→ Extracted information

== == ==

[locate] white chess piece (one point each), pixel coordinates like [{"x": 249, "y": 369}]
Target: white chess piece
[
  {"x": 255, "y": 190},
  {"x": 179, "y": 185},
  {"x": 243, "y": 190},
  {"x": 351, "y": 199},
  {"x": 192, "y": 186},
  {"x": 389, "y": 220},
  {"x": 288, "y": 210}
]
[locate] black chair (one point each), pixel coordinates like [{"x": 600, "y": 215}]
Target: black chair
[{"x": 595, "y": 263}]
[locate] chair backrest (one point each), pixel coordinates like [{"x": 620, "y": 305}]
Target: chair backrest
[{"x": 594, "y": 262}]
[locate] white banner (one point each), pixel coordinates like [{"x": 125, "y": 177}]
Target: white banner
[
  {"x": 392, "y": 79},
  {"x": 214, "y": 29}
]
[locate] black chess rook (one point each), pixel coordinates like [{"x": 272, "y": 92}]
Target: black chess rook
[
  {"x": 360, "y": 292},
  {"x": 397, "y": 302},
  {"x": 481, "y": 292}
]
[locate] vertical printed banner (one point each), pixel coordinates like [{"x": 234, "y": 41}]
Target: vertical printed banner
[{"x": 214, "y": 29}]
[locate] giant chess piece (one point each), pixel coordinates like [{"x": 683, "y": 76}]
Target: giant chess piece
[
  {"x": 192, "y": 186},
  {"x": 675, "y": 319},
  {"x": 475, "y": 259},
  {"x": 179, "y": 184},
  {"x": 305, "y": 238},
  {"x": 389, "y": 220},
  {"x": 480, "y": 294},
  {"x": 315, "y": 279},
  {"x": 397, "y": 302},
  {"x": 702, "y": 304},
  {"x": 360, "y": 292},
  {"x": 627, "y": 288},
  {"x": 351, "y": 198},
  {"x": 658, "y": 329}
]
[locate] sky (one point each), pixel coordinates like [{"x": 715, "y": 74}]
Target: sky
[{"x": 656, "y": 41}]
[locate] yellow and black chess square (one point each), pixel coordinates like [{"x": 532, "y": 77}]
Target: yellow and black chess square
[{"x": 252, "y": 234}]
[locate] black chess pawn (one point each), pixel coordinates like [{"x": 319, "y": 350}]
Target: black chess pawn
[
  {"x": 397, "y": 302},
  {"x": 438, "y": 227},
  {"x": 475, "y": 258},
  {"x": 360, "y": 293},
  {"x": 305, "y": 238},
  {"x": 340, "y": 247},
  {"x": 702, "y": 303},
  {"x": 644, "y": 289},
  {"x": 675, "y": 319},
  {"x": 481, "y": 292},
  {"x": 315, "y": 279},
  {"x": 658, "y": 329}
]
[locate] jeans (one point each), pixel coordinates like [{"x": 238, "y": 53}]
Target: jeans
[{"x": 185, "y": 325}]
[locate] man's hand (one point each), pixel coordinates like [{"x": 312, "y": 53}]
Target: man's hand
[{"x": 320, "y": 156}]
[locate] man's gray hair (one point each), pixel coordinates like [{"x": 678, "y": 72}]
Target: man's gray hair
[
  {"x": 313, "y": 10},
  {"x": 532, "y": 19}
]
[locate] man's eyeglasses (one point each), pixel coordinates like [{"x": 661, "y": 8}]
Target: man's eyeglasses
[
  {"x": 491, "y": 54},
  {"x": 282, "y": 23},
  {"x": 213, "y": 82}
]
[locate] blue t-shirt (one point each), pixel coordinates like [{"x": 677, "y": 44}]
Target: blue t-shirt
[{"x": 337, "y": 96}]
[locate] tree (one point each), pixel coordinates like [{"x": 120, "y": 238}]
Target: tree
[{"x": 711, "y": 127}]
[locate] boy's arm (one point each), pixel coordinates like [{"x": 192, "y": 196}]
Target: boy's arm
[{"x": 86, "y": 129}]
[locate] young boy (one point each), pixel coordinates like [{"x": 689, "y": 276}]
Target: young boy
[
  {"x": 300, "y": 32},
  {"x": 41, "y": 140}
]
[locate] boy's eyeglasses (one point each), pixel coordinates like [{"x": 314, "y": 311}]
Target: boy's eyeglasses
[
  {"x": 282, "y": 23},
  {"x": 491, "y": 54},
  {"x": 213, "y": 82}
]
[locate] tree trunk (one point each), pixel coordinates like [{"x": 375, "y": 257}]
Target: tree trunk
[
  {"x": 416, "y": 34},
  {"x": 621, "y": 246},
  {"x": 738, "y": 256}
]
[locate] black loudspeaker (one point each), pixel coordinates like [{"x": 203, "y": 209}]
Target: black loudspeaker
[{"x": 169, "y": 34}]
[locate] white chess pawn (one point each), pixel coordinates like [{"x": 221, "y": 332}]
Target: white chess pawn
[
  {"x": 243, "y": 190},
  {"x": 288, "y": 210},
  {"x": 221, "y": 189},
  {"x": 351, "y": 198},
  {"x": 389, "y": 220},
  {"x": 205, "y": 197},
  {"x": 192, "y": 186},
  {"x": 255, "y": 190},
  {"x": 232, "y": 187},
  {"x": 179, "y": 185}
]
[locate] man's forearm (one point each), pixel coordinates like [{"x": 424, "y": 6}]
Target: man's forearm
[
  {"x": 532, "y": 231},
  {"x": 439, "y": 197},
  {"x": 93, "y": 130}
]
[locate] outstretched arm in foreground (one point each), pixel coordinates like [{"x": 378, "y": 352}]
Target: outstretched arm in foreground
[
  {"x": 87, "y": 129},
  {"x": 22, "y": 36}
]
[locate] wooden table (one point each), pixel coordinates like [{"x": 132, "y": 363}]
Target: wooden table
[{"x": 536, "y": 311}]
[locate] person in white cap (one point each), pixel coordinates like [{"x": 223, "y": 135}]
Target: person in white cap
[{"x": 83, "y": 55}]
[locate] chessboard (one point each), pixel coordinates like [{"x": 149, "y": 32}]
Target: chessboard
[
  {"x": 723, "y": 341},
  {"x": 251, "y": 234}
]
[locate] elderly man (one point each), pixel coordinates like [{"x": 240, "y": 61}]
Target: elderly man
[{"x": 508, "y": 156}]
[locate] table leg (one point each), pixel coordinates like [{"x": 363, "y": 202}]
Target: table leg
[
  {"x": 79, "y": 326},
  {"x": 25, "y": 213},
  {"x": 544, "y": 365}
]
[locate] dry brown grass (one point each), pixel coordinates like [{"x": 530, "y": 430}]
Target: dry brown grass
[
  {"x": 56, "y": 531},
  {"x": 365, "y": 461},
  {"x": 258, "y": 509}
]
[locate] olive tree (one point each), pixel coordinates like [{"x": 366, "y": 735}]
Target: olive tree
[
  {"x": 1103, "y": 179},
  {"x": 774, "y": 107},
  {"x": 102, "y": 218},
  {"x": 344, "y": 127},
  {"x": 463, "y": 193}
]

== == ==

→ To be done
Copy out all of the records shown above exactly.

→ Task response
[locate] white chess piece (one point each), pixel coordinates like [{"x": 249, "y": 369}]
Target: white chess piece
[
  {"x": 255, "y": 190},
  {"x": 179, "y": 185},
  {"x": 243, "y": 190},
  {"x": 351, "y": 199},
  {"x": 192, "y": 186},
  {"x": 389, "y": 220},
  {"x": 288, "y": 210}
]
[locate] black chair (one point each), pixel coordinates like [{"x": 600, "y": 215}]
Target: black chair
[{"x": 595, "y": 263}]
[locate] chair backrest (one point each), pixel coordinates like [{"x": 620, "y": 305}]
Target: chair backrest
[{"x": 594, "y": 262}]
[locate] white banner (one point each), pixel coordinates like [{"x": 125, "y": 177}]
Target: white banner
[
  {"x": 392, "y": 79},
  {"x": 214, "y": 29}
]
[locate] black chess rook (one point each), pixel coordinates like [{"x": 272, "y": 92}]
Target: black chess rook
[
  {"x": 360, "y": 292},
  {"x": 397, "y": 302},
  {"x": 481, "y": 292}
]
[locate] vertical printed banner (one point each), pixel coordinates like [{"x": 234, "y": 41}]
Target: vertical printed banner
[{"x": 214, "y": 29}]
[locate] giant chess piece (one point each), pixel coordinates like [{"x": 683, "y": 76}]
Target: giant chess piece
[
  {"x": 192, "y": 186},
  {"x": 675, "y": 319},
  {"x": 475, "y": 259},
  {"x": 179, "y": 184},
  {"x": 305, "y": 238},
  {"x": 389, "y": 220},
  {"x": 480, "y": 294},
  {"x": 315, "y": 279},
  {"x": 397, "y": 302},
  {"x": 702, "y": 304},
  {"x": 360, "y": 292},
  {"x": 627, "y": 288},
  {"x": 351, "y": 198},
  {"x": 658, "y": 329}
]
[locate] sky (one point each), pixel coordinates like [{"x": 715, "y": 74}]
Target: sky
[{"x": 656, "y": 41}]
[locate] yellow and black chess square (one point each), pixel coordinates like [{"x": 532, "y": 77}]
Target: yellow and black chess square
[{"x": 252, "y": 234}]
[locate] black chess pawn (one point each), pixel coordinates like [{"x": 319, "y": 350}]
Target: black chess pawn
[
  {"x": 397, "y": 302},
  {"x": 438, "y": 227},
  {"x": 475, "y": 258},
  {"x": 360, "y": 293},
  {"x": 305, "y": 238},
  {"x": 340, "y": 247},
  {"x": 702, "y": 303},
  {"x": 644, "y": 289},
  {"x": 675, "y": 319},
  {"x": 481, "y": 292},
  {"x": 315, "y": 279},
  {"x": 658, "y": 329}
]
[locate] jeans (one point each), pixel coordinates like [{"x": 238, "y": 53}]
Target: jeans
[{"x": 185, "y": 325}]
[locate] man's hand (one point each), pixel coordinates like [{"x": 312, "y": 53}]
Target: man's hand
[{"x": 320, "y": 156}]
[locate] man's gray hair (one point each), pixel coordinates like [{"x": 678, "y": 72}]
Target: man's gray hair
[
  {"x": 313, "y": 10},
  {"x": 532, "y": 19}
]
[locate] man's eyeglasses (one point each), pixel coordinates like [{"x": 661, "y": 8}]
Target: man's eyeglasses
[
  {"x": 491, "y": 54},
  {"x": 282, "y": 23},
  {"x": 213, "y": 82}
]
[locate] blue t-shirt (one point each), pixel coordinates like [{"x": 677, "y": 44}]
Target: blue t-shirt
[{"x": 337, "y": 96}]
[locate] tree (one point each), pixel coordinates like [{"x": 120, "y": 238}]
Target: tree
[{"x": 711, "y": 127}]
[locate] boy's arm (one point each), pixel coordinates like [{"x": 192, "y": 196}]
Target: boy's arm
[{"x": 86, "y": 129}]
[locate] young boy (one point each), pixel coordinates like [{"x": 689, "y": 276}]
Target: young boy
[
  {"x": 300, "y": 32},
  {"x": 41, "y": 140}
]
[locate] boy's eyeglasses (one point each), pixel coordinates like [{"x": 314, "y": 311}]
Target: boy's eyeglasses
[
  {"x": 282, "y": 23},
  {"x": 491, "y": 54},
  {"x": 213, "y": 82}
]
[locate] tree trunk (one point each), pixel coordinates like [{"x": 375, "y": 257}]
Target: tree trunk
[
  {"x": 416, "y": 34},
  {"x": 621, "y": 246},
  {"x": 738, "y": 256}
]
[locate] black loudspeaker (one point each), pixel coordinates like [{"x": 203, "y": 209}]
Target: black loudspeaker
[{"x": 169, "y": 34}]
[locate] white chess pawn (one point each), pixel coordinates like [{"x": 221, "y": 332}]
Target: white chess pawn
[
  {"x": 243, "y": 190},
  {"x": 288, "y": 210},
  {"x": 221, "y": 189},
  {"x": 351, "y": 198},
  {"x": 389, "y": 220},
  {"x": 205, "y": 197},
  {"x": 192, "y": 186},
  {"x": 255, "y": 190},
  {"x": 232, "y": 187},
  {"x": 179, "y": 185}
]
[locate] man's forearm (one point each), pixel coordinates like [{"x": 424, "y": 6}]
Target: man's forearm
[
  {"x": 532, "y": 231},
  {"x": 439, "y": 197},
  {"x": 93, "y": 130}
]
[locate] outstretched arm in foreground (one point each), pixel coordinates like [{"x": 378, "y": 352}]
Target: outstretched arm in foreground
[
  {"x": 87, "y": 129},
  {"x": 22, "y": 36}
]
[locate] wooden table (one point each), pixel coordinates like [{"x": 132, "y": 363}]
Target: wooden table
[{"x": 536, "y": 311}]
[locate] person in white cap (one point each), pixel coordinates like [{"x": 223, "y": 135}]
Target: person in white cap
[{"x": 83, "y": 55}]
[locate] chessboard (one point each), pixel coordinates like [{"x": 149, "y": 32}]
Target: chessboard
[
  {"x": 723, "y": 341},
  {"x": 251, "y": 234}
]
[locate] elderly man (one point each), pixel coordinates like [{"x": 240, "y": 61}]
Target: elderly man
[{"x": 508, "y": 156}]
[locate] table leg (one point each), pixel coordinates like [{"x": 363, "y": 202}]
Target: table leg
[
  {"x": 79, "y": 326},
  {"x": 25, "y": 213},
  {"x": 544, "y": 365}
]
[locate] dry brown grass (one point each), pixel coordinates like [{"x": 530, "y": 430}]
Target: dry brown grass
[
  {"x": 56, "y": 531},
  {"x": 365, "y": 461},
  {"x": 258, "y": 509}
]
[locate] olive tree (one point each), pixel coordinates like [{"x": 366, "y": 735}]
Target: olive tree
[
  {"x": 1103, "y": 179},
  {"x": 774, "y": 107},
  {"x": 102, "y": 218},
  {"x": 344, "y": 127},
  {"x": 463, "y": 193}
]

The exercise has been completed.